Trecho do texto:

+===+

Chá e poesia #03 - Florbela Espanca




Florbela Espanca é daquelas almas que parecem conversar diretamente com a gente através das palavras. Nascida em 1894, em Vila Viçosa, Portugal, ela viveu uma vida cheia de emoções e sentimentos intensos, e colocou tudo isso em seus poemas. Ela explora temas como o amor, a saudade, a dor e a busca que todo mundo tem por algo maior, algo que preencha o coração. É impossível não se sentir tocado por alguma de suas criações, por traduzirem muito bem coisas que sentimos e muitas vezes não entendemos.

+===+

Descrição da tarefa: Repita fielmente a parte do texto sobre Florbela Espanca que começa em "Florbela Espanca é" e termina em "vezes não entendemos.".

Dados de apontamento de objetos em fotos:
+===+

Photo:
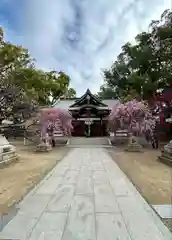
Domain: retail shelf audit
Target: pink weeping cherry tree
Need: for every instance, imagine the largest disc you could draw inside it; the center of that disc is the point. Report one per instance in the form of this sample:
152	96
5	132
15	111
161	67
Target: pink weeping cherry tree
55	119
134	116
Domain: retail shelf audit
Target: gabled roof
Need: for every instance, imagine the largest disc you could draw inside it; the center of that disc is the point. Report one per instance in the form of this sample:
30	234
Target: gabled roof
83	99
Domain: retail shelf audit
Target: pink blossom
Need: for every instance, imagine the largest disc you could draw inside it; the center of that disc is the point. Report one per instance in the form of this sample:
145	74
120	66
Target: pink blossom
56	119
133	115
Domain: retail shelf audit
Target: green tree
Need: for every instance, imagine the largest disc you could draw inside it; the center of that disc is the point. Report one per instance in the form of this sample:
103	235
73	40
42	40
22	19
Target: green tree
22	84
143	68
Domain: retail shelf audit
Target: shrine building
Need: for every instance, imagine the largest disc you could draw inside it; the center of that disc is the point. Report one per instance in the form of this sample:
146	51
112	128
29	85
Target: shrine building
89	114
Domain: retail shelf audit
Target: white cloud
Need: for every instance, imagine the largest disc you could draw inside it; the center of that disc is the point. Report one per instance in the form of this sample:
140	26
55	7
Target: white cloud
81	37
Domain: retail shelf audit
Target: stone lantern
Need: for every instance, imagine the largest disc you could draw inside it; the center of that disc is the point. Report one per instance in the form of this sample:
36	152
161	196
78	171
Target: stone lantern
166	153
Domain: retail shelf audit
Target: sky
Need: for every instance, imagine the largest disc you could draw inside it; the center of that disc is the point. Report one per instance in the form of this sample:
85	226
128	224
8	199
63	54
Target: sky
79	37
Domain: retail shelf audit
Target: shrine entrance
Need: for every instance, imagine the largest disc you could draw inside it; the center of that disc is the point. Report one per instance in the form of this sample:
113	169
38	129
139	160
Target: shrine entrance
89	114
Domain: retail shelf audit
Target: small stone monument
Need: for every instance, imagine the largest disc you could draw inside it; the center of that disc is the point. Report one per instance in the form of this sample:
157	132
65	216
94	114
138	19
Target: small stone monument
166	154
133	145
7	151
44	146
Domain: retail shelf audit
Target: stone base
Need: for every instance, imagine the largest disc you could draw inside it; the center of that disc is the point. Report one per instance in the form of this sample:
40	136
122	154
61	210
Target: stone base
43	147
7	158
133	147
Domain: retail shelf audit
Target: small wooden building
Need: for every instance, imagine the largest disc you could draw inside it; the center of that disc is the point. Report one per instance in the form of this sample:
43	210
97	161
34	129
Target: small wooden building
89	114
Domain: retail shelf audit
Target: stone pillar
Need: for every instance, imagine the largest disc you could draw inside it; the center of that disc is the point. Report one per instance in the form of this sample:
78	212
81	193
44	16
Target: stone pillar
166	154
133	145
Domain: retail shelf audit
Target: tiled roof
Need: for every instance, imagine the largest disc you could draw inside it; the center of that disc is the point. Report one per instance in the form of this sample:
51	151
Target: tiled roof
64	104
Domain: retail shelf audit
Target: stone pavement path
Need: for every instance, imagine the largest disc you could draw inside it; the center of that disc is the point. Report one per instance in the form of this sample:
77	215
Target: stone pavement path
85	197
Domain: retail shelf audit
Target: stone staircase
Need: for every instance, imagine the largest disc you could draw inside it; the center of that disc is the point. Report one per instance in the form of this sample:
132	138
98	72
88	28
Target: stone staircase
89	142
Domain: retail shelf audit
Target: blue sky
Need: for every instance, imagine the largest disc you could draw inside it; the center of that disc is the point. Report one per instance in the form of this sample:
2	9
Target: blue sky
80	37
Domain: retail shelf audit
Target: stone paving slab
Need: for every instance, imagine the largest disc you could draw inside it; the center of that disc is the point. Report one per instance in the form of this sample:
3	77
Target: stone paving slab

+===+

Solução do exercício:
Florbela Espanca é daquelas almas que parecem conversar diretamente com a gente através das palavras. Nascida em 1894, em Vila Viçosa, Portugal, ela viveu uma vida cheia de emoções e sentimentos intensos, e colocou tudo isso em seus poemas. Ela explora temas como o amor, a saudade, a dor e a busca que todo mundo tem por algo maior, algo que preencha o coração. É impossível não se sentir tocado por alguma de suas criações, por traduzirem muito bem coisas que sentimos e muitas vezes não entendemos.